** start Selection **
Solving exponential equations like $2^{2x} - 3 \cdot 2^x - 10 = 0$ I have two equations that I'm not able to solve. I know the answers, but I can't get to them.

$$(a) \qquad 2^{2x} - 3 \cdot 2^x - 10 = 0$$
(Answer: $x = \frac{\log 5}{\log 2}$.)

On a) I start by multiplying log into all of the numbers. But then I realized that I might be misunderstanding. How will the middle part look, from what I have done I get ...$(-\log3 + x\log2)$... Am I supposed to split 3*2 apart(following the rule: $\log(a b)=\log a+\log b)$? And if so, will there be a - or a + in front of number $2$? The answer that I've got that is closest is ${(\log(10)+\log(3)) / \log(2)}$.

$$(b) \qquad 3^{2x} - 12 \cdot 3^x + 27 = 0$$
(Answer: $x = 1, 2$.)

On b) I don't have anything close to the answer. I understand that the quadratic equation formula is needed, but I can't get to those numbers that I'm supposed put in it.
Does anyone know how to solve this, and what I'm doing wrong?
 A: $(a)\;\; $ Given $2^{2x}-3\cdot 2^{2x}-10 =0\;\;,$ Now Let $2^x=y>0\forall y\in \mathbb{R}\;,$ Then equation convert into
$$\implies y^2-3y-10=0\Rightarrow y=\frac{3\pm \sqrt{9+40}}{2} = \frac{3\pm 7}{2}$$
So we get $$y=5\Rightarrow 2^x=5\Rightarrow \log_{2}(2)^x=\log_{2}(5)\Rightarrow x=\log_{2}(5)\;\;$$ and $$y=-4\;\bf{(Not\; Possible)}$$
$(b)$ Given $3^{2x}-12\cdot 3^x+27=0\;,$ Put $3^x=y>0\forall y\in \mathbb{R}$
Same process as above.
** end Selection **
** start Listed records **
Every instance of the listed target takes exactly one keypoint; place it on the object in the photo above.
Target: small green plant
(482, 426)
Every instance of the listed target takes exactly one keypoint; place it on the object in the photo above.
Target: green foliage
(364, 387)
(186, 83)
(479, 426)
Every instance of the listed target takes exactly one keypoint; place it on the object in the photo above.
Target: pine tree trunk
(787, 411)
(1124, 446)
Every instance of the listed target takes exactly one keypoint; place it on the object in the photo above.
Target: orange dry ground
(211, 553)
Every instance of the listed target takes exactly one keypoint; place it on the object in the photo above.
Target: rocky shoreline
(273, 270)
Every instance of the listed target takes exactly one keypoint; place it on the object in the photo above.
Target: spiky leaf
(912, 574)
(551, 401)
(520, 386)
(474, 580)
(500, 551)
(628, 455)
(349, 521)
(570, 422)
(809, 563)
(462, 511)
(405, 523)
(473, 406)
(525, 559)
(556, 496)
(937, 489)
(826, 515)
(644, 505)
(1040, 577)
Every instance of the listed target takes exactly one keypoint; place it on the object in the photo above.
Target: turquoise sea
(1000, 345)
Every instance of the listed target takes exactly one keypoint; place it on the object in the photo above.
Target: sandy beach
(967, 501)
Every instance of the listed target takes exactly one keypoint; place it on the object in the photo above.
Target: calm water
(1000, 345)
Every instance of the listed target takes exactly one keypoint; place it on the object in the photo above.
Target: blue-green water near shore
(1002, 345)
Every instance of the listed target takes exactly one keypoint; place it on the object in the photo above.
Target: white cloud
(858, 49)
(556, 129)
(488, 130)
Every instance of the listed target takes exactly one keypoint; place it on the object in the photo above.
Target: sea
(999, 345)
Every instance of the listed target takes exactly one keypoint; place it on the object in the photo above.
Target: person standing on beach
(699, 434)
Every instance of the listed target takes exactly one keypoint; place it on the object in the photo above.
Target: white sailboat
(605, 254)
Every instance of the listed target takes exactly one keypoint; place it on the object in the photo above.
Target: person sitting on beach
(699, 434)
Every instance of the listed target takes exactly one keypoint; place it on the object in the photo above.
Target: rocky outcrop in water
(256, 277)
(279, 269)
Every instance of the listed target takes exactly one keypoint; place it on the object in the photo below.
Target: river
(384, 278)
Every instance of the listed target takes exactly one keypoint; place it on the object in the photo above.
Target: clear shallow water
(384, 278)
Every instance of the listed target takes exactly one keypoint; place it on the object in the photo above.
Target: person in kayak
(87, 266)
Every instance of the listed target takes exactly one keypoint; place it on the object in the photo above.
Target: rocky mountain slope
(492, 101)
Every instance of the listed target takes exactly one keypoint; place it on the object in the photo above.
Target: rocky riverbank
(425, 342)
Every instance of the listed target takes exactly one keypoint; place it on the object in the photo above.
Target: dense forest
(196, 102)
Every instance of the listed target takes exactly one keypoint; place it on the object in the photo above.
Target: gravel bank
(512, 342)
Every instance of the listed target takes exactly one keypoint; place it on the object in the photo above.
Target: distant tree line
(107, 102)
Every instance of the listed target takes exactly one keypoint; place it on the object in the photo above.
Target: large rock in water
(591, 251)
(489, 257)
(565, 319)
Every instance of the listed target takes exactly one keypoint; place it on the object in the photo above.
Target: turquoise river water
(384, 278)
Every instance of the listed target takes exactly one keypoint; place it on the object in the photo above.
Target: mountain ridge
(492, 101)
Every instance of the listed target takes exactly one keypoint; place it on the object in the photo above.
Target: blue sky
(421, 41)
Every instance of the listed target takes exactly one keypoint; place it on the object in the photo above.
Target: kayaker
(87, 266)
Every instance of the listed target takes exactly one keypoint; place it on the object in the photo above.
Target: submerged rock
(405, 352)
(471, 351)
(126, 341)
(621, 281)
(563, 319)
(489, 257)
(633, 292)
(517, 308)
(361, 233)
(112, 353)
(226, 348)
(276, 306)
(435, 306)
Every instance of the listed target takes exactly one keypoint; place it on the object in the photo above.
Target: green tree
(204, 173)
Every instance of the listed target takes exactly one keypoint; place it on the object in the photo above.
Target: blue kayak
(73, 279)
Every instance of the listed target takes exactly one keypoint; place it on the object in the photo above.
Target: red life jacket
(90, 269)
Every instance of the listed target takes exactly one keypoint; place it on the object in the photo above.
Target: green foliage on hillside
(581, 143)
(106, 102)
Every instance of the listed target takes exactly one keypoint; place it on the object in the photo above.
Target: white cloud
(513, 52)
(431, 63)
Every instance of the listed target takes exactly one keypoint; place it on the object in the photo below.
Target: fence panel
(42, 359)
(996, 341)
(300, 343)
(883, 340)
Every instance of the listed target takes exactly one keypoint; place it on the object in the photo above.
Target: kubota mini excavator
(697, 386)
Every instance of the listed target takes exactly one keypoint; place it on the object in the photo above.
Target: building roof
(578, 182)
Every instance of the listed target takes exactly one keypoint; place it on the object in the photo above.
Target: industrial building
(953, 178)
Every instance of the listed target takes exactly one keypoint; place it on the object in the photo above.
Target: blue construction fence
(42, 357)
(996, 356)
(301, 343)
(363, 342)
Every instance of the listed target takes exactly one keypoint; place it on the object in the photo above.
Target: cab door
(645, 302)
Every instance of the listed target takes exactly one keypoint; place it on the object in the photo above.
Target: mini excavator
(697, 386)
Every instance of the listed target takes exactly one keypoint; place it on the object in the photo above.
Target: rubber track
** end Listed records **
#### What you have to do:
Copy the forum thread on solving exponential equations above in full, character for character.

#### Written response:
Solving exponential equations like $2^{2x} - 3 \cdot 2^x - 10 = 0$ I have two equations that I'm not able to solve. I know the answers, but I can't get to them.

$$(a) \qquad 2^{2x} - 3 \cdot 2^x - 10 = 0$$
(Answer: $x = \frac{\log 5}{\log 2}$.)

On a) I start by multiplying log into all of the numbers. But then I realized that I might be misunderstanding. How will the middle part look, from what I have done I get ...$(-\log3 + x\log2)$... Am I supposed to split 3*2 apart(following the rule: $\log(a b)=\log a+\log b)$? And if so, will there be a - or a + in front of number $2$? The answer that I've got that is closest is ${(\log(10)+\log(3)) / \log(2)}$.

$$(b) \qquad 3^{2x} - 12 \cdot 3^x + 27 = 0$$
(Answer: $x = 1, 2$.)

On b) I don't have anything close to the answer. I understand that the quadratic equation formula is needed, but I can't get to those numbers that I'm supposed put in it.
Does anyone know how to solve this, and what I'm doing wrong?
 A: $(a)\;\; $ Given $2^{2x}-3\cdot 2^{2x}-10 =0\;\;,$ Now Let $2^x=y>0\forall y\in \mathbb{R}\;,$ Then equation convert into
$$\implies y^2-3y-10=0\Rightarrow y=\frac{3\pm \sqrt{9+40}}{2} = \frac{3\pm 7}{2}$$
So we get $$y=5\Rightarrow 2^x=5\Rightarrow \log_{2}(2)^x=\log_{2}(5)\Rightarrow x=\log_{2}(5)\;\;$$ and $$y=-4\;\bf{(Not\; Possible)}$$
$(b)$ Given $3^{2x}-12\cdot 3^x+27=0\;,$ Put $3^x=y>0\forall y\in \mathbb{R}$
Same process as above.